■ PROBLEM DETAILS ■
Work through the material below and tally the lines holding "metal"; only the tally should be returned.

──────── DATA TO EXAMINE

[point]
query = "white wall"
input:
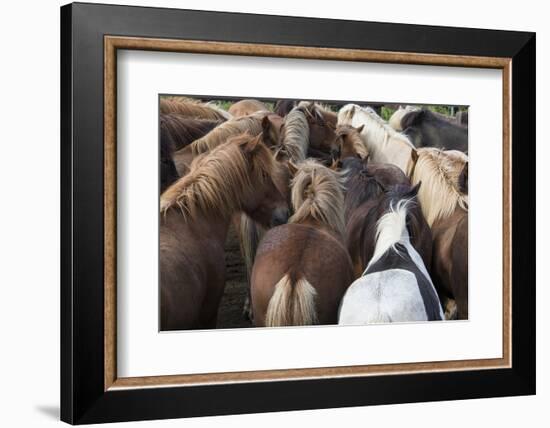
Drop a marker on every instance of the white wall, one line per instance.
(29, 218)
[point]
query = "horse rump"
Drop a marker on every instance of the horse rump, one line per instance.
(292, 303)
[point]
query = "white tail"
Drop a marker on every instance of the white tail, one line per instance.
(292, 304)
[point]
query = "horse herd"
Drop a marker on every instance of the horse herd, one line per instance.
(342, 217)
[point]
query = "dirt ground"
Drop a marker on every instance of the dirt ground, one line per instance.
(230, 314)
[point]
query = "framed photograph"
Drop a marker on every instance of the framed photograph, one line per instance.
(267, 213)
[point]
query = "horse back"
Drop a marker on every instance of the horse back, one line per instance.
(302, 252)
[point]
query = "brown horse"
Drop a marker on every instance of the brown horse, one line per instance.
(305, 133)
(184, 130)
(444, 200)
(367, 187)
(302, 269)
(246, 107)
(255, 124)
(193, 108)
(240, 175)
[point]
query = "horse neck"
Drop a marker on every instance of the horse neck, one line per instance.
(211, 225)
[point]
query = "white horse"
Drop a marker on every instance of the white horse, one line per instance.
(396, 286)
(384, 144)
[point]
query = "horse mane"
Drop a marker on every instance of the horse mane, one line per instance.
(317, 194)
(440, 193)
(397, 116)
(355, 137)
(323, 109)
(184, 130)
(376, 133)
(360, 186)
(193, 108)
(219, 180)
(295, 136)
(391, 227)
(250, 124)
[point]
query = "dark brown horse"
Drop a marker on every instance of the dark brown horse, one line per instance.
(240, 175)
(427, 129)
(268, 124)
(444, 199)
(367, 189)
(302, 269)
(305, 133)
(184, 130)
(168, 171)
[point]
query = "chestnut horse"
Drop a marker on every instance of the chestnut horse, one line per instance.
(367, 186)
(396, 286)
(444, 201)
(302, 269)
(240, 175)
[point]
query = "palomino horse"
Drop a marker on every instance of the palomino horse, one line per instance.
(444, 201)
(246, 107)
(384, 144)
(396, 286)
(253, 125)
(367, 187)
(240, 175)
(302, 269)
(184, 130)
(305, 133)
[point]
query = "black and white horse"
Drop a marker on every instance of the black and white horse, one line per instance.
(395, 286)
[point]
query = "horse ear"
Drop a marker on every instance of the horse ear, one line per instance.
(253, 144)
(292, 168)
(463, 179)
(414, 156)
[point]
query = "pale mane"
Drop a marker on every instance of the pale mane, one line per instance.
(295, 138)
(439, 172)
(317, 195)
(218, 181)
(397, 116)
(221, 133)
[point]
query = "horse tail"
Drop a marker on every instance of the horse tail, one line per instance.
(292, 304)
(250, 235)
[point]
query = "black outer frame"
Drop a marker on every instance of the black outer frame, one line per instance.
(83, 399)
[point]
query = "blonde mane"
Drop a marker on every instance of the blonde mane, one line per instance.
(295, 137)
(397, 116)
(221, 133)
(220, 180)
(317, 194)
(439, 172)
(384, 144)
(192, 108)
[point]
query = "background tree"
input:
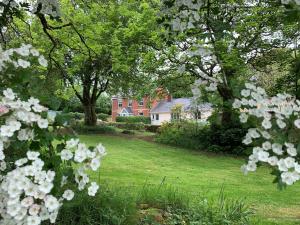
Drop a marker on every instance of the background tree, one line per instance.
(96, 47)
(217, 41)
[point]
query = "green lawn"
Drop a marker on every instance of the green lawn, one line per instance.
(133, 162)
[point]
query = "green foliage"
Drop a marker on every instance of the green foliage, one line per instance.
(103, 116)
(111, 206)
(99, 129)
(152, 128)
(181, 133)
(128, 126)
(130, 132)
(159, 205)
(166, 205)
(214, 138)
(133, 119)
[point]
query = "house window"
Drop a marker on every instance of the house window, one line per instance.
(120, 103)
(175, 116)
(198, 115)
(157, 116)
(141, 103)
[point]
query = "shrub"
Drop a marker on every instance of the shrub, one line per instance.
(133, 119)
(99, 129)
(111, 206)
(166, 205)
(130, 132)
(183, 134)
(129, 126)
(103, 116)
(152, 128)
(214, 138)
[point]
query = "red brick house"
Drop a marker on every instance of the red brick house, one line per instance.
(122, 106)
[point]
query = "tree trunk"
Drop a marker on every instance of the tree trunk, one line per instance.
(227, 113)
(90, 117)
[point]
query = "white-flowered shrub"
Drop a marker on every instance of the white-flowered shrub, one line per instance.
(37, 175)
(275, 139)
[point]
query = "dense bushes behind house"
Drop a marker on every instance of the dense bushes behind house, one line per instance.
(192, 135)
(133, 119)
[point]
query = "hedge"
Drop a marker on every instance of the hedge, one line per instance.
(103, 116)
(133, 119)
(128, 126)
(100, 129)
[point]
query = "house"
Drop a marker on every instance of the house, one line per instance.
(179, 108)
(122, 106)
(161, 110)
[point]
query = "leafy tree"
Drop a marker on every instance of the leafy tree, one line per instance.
(97, 46)
(217, 41)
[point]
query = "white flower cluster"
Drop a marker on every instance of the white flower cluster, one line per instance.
(7, 56)
(286, 2)
(25, 187)
(186, 19)
(47, 7)
(277, 117)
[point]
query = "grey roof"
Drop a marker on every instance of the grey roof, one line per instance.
(128, 110)
(166, 106)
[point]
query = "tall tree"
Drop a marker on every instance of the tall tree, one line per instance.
(97, 46)
(217, 40)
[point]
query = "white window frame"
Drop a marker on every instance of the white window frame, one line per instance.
(120, 103)
(142, 102)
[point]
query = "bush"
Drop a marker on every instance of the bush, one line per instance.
(182, 134)
(133, 119)
(99, 129)
(73, 116)
(129, 126)
(103, 116)
(152, 205)
(130, 132)
(152, 128)
(166, 205)
(213, 138)
(111, 206)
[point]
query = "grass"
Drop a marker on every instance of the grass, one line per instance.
(133, 162)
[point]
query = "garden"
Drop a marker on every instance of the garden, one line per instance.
(157, 112)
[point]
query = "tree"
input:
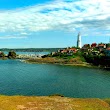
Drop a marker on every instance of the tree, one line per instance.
(12, 55)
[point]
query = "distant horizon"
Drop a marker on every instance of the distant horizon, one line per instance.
(53, 23)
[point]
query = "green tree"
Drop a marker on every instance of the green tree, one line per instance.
(12, 55)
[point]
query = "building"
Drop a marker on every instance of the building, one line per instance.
(79, 40)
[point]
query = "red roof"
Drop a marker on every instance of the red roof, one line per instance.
(108, 48)
(93, 45)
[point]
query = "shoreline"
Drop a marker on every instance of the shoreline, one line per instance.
(58, 62)
(52, 103)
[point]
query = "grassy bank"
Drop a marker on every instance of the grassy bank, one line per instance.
(53, 60)
(51, 103)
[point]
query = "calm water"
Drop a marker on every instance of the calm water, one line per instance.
(18, 78)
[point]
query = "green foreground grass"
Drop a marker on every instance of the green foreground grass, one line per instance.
(51, 103)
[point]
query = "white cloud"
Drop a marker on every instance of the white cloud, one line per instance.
(12, 37)
(61, 14)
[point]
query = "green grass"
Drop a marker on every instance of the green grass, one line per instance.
(52, 103)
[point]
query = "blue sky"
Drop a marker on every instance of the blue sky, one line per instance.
(53, 23)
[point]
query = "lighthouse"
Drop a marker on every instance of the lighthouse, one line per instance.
(79, 40)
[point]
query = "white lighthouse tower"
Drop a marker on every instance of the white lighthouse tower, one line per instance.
(79, 40)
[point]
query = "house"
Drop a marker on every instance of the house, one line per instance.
(107, 51)
(72, 50)
(86, 46)
(64, 51)
(101, 46)
(93, 45)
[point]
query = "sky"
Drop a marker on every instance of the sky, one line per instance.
(53, 23)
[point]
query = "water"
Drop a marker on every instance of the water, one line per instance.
(25, 53)
(18, 78)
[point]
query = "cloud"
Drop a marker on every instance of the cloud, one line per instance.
(67, 15)
(12, 37)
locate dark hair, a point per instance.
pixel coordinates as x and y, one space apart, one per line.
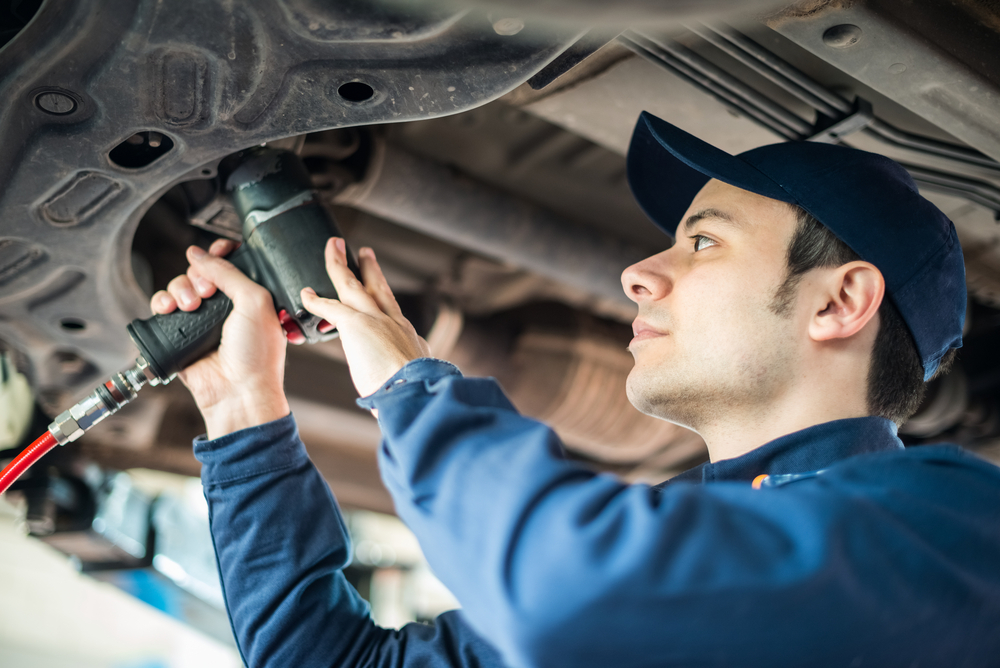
896 376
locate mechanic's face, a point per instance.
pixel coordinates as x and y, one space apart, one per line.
706 341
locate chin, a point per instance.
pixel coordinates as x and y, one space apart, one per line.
645 390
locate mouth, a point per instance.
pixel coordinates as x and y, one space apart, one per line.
643 331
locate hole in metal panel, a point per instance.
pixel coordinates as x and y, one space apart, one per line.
356 91
141 149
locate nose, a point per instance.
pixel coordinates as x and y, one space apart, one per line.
647 279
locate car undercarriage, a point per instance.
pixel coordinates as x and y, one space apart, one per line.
479 149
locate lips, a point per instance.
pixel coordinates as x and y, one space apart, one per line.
642 331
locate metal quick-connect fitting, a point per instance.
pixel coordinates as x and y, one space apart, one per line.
119 390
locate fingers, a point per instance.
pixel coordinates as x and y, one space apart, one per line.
222 274
376 285
331 310
349 289
162 302
222 247
183 293
187 294
204 287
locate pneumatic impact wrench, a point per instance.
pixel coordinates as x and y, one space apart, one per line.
285 228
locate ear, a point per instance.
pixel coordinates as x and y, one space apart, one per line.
849 297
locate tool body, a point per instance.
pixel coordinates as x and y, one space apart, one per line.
285 228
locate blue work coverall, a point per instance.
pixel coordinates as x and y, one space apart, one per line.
853 552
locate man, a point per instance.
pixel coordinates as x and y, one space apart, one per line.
810 293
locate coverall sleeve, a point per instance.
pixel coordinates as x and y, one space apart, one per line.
556 565
281 545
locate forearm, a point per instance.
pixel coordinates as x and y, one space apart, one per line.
281 546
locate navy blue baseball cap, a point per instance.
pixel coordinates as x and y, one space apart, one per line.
867 200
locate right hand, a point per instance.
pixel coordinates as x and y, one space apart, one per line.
239 385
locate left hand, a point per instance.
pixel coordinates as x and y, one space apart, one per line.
378 341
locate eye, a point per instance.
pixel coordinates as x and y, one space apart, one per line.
701 241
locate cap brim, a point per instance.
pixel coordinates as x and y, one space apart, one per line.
668 166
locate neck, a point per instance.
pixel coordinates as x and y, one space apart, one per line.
816 399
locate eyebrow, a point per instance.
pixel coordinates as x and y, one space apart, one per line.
718 214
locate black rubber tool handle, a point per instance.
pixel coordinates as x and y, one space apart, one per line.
171 342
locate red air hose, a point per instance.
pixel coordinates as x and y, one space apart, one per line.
23 461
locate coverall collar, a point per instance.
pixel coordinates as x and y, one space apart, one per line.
810 449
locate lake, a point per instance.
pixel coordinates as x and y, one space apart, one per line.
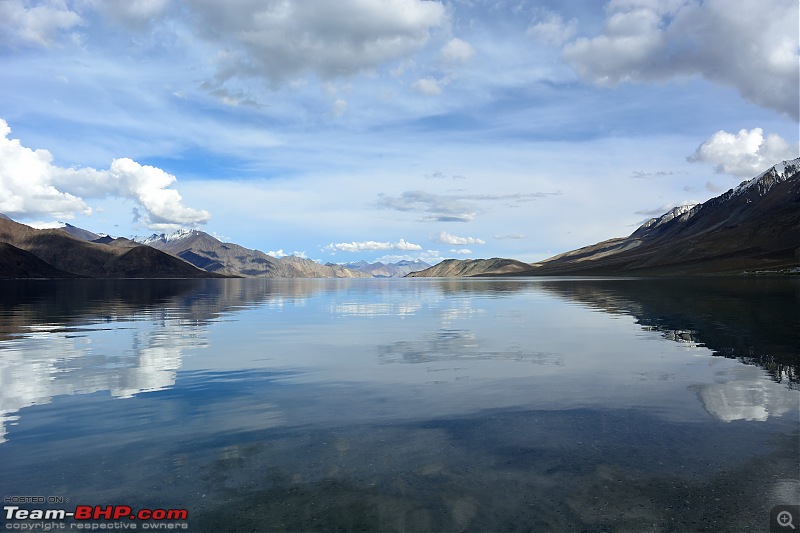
404 405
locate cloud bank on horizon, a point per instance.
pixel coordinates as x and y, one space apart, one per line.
388 128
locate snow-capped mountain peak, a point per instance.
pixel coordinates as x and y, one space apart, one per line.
769 178
165 237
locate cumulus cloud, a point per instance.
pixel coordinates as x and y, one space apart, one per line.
752 48
744 154
31 186
550 28
38 25
280 41
456 52
449 238
26 187
365 246
435 207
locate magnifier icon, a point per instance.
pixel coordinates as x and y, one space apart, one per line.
785 519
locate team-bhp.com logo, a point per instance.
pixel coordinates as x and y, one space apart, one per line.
94 517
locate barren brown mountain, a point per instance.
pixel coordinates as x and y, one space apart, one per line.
213 255
752 228
66 253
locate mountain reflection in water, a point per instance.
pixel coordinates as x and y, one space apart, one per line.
449 405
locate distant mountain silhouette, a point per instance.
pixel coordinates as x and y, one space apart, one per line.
17 263
211 254
752 228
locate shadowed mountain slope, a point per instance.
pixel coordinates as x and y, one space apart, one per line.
75 256
755 226
211 254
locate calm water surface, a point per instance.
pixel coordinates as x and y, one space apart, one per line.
407 405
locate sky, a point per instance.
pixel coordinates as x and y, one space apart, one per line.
389 129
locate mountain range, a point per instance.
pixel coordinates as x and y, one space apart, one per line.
52 253
754 227
69 251
388 270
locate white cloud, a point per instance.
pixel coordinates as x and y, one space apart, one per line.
26 187
429 256
36 25
449 238
437 207
744 154
281 253
428 86
133 13
148 185
550 28
456 52
281 41
752 48
513 236
30 185
365 246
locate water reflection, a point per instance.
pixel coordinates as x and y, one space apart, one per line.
123 337
406 404
756 321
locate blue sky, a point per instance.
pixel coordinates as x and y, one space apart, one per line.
388 129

────────────────

■ ANSWER BELOW ■
2